### What is being asked
Rewrite each of the records below, replacing "rough mask" with "coarse mask" and keeping everything else the same.

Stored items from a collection
☆ ☆ ☆ ☆ ☆ ☆ ☆
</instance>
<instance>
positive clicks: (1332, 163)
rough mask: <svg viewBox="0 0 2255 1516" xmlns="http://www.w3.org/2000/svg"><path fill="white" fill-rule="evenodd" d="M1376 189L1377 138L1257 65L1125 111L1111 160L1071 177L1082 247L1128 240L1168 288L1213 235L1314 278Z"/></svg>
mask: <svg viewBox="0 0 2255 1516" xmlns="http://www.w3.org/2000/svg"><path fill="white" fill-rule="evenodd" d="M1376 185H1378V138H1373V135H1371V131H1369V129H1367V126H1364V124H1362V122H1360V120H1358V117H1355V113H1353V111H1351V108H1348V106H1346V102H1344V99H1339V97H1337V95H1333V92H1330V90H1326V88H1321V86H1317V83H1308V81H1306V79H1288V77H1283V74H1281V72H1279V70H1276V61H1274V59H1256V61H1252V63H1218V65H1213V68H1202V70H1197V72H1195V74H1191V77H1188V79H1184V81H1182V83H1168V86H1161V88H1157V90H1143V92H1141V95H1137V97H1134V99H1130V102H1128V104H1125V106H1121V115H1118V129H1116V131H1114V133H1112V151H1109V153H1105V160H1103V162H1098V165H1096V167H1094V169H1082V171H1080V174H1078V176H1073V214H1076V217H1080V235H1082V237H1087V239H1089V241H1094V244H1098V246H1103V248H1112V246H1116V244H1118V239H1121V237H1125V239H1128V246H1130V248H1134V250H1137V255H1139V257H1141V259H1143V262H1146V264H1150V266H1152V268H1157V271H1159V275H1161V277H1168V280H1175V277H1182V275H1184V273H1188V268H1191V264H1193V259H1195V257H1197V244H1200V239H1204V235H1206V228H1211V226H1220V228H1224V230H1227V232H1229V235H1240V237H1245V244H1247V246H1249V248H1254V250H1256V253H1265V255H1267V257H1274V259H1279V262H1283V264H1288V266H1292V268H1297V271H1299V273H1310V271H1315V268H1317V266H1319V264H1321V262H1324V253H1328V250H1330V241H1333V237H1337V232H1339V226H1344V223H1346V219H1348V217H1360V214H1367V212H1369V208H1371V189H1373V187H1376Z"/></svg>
☆ ☆ ☆ ☆ ☆ ☆ ☆
### Exercise response
</instance>
<instance>
positive clicks: (1332, 163)
coarse mask: <svg viewBox="0 0 2255 1516" xmlns="http://www.w3.org/2000/svg"><path fill="white" fill-rule="evenodd" d="M1376 189L1377 138L1257 65L1125 111L1111 160L1071 177L1082 247L1128 240L1168 288L1213 235L1314 278Z"/></svg>
mask: <svg viewBox="0 0 2255 1516" xmlns="http://www.w3.org/2000/svg"><path fill="white" fill-rule="evenodd" d="M1376 185H1378V138H1373V135H1371V131H1369V129H1367V126H1364V124H1362V122H1360V120H1358V117H1355V113H1353V111H1351V108H1348V106H1346V102H1344V99H1339V97H1337V95H1333V92H1330V90H1326V88H1321V86H1317V83H1308V81H1306V79H1288V77H1283V74H1281V72H1279V70H1276V61H1274V59H1256V61H1252V63H1218V65H1213V68H1202V70H1197V72H1195V74H1191V77H1188V79H1184V81H1182V83H1168V86H1161V88H1157V90H1143V92H1141V95H1137V97H1134V99H1130V102H1128V104H1125V106H1121V115H1118V129H1116V131H1114V133H1112V151H1109V153H1105V160H1103V162H1098V165H1096V167H1094V169H1082V171H1080V174H1078V176H1073V214H1076V217H1080V235H1082V237H1087V239H1089V241H1094V244H1098V246H1103V248H1112V246H1116V244H1118V239H1121V237H1125V239H1128V246H1130V248H1134V250H1137V255H1139V257H1141V259H1143V262H1146V264H1150V266H1152V268H1157V271H1159V275H1161V277H1168V280H1175V277H1182V275H1184V273H1188V268H1191V264H1193V259H1195V257H1197V244H1200V239H1204V235H1206V228H1211V226H1220V228H1224V230H1227V232H1229V235H1240V237H1245V244H1247V246H1249V248H1254V250H1256V253H1265V255H1267V257H1274V259H1279V262H1283V264H1288V266H1292V268H1297V271H1299V273H1310V271H1315V268H1317V266H1319V264H1321V262H1324V253H1328V250H1330V241H1333V237H1337V232H1339V226H1344V223H1346V219H1348V217H1360V214H1367V212H1369V208H1371V189H1373V187H1376Z"/></svg>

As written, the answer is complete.